● **Short task**: Show every line below that contains the string "bridge", copying each one in full. Treat the match as case-sensitive.

● **Extracted entries**:

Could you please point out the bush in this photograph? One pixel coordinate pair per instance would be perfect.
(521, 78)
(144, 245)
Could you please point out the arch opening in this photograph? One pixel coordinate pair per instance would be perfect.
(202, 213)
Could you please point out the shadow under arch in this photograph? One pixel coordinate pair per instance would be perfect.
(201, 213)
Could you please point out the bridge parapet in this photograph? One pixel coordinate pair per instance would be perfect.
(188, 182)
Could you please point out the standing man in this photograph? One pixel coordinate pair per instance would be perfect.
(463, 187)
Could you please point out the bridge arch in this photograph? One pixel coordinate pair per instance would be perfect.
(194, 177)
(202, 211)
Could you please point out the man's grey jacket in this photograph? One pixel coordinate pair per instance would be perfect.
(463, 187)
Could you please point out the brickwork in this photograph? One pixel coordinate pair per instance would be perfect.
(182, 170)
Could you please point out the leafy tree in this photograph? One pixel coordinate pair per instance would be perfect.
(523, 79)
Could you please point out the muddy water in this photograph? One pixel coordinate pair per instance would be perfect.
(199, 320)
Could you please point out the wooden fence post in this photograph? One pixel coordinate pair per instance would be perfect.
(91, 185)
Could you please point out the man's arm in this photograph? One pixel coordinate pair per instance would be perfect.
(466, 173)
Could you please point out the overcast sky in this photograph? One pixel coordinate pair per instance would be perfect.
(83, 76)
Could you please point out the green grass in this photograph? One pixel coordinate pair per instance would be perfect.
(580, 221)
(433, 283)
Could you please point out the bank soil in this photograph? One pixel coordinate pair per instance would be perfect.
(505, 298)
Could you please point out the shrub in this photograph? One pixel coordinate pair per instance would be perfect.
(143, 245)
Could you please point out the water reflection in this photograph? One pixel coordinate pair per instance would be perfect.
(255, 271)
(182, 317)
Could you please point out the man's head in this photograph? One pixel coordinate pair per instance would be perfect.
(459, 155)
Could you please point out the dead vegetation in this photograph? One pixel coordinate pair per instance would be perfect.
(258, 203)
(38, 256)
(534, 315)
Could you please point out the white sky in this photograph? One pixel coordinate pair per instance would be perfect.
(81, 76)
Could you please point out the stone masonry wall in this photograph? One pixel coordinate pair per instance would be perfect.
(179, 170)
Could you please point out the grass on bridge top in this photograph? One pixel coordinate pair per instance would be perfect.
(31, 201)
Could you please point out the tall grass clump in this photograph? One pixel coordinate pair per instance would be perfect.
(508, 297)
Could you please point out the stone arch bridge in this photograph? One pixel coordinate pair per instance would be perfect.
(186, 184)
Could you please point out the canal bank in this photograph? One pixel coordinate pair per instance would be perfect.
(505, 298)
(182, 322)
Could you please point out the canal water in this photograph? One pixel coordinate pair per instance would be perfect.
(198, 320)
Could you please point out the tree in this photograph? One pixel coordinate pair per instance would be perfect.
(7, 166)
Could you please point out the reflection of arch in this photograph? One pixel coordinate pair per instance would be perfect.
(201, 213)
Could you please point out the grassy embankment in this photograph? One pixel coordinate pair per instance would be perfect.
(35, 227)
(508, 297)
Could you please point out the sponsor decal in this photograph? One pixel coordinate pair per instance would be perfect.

---

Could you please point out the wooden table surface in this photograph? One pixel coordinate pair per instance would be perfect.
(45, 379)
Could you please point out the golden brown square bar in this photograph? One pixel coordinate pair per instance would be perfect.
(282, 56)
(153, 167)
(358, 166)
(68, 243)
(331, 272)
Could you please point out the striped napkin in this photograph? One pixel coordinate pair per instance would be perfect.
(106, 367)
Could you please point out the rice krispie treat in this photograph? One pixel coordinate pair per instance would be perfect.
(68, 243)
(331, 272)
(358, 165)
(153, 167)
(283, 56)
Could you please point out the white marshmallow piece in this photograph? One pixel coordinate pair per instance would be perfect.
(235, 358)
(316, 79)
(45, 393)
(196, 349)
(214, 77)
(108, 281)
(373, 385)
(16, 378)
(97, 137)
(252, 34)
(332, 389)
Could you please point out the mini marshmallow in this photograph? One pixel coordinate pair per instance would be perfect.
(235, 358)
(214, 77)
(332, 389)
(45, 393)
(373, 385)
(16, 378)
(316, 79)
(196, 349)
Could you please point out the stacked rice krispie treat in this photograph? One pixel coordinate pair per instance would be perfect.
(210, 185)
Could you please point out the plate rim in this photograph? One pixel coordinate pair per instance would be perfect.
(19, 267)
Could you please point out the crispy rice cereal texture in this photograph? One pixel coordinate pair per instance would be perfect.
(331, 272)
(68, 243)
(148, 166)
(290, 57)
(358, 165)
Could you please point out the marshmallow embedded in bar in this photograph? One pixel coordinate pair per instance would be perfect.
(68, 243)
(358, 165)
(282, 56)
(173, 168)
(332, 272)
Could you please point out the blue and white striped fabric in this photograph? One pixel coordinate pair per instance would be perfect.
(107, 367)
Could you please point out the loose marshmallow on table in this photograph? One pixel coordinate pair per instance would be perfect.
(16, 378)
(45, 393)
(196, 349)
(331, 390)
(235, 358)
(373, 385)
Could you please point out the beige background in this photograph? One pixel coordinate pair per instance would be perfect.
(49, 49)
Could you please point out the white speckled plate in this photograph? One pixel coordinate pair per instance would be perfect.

--

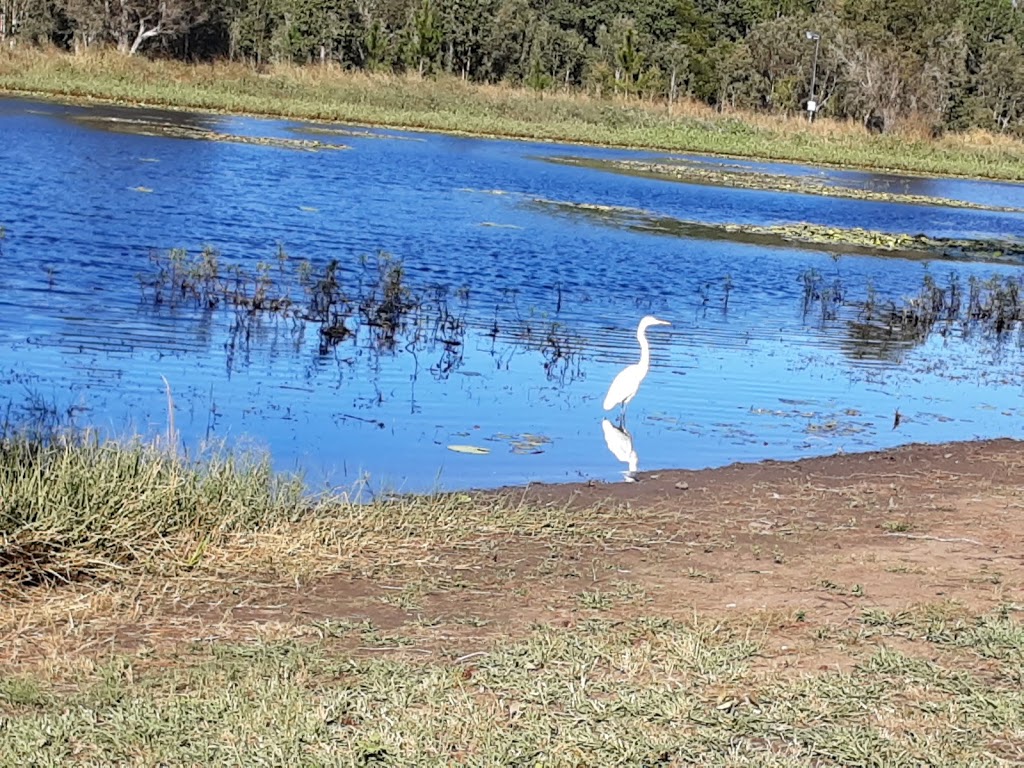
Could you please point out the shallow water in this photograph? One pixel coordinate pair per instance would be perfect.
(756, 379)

● **Result of the task**:
Could you please point out the bridge parapet in this photograph? One pixel coordinate pair per instance would be perfect.
Could you please point out the bridge arch in this photograph? One pixel coordinate pair per instance would be perfect.
Could you please point out the grass on bridge top in this photograph? One pixel coordinate pair per instance would be perfect.
Could you please point out the stone arch bridge in this photograph? One pixel coordinate pair per instance would be perfect.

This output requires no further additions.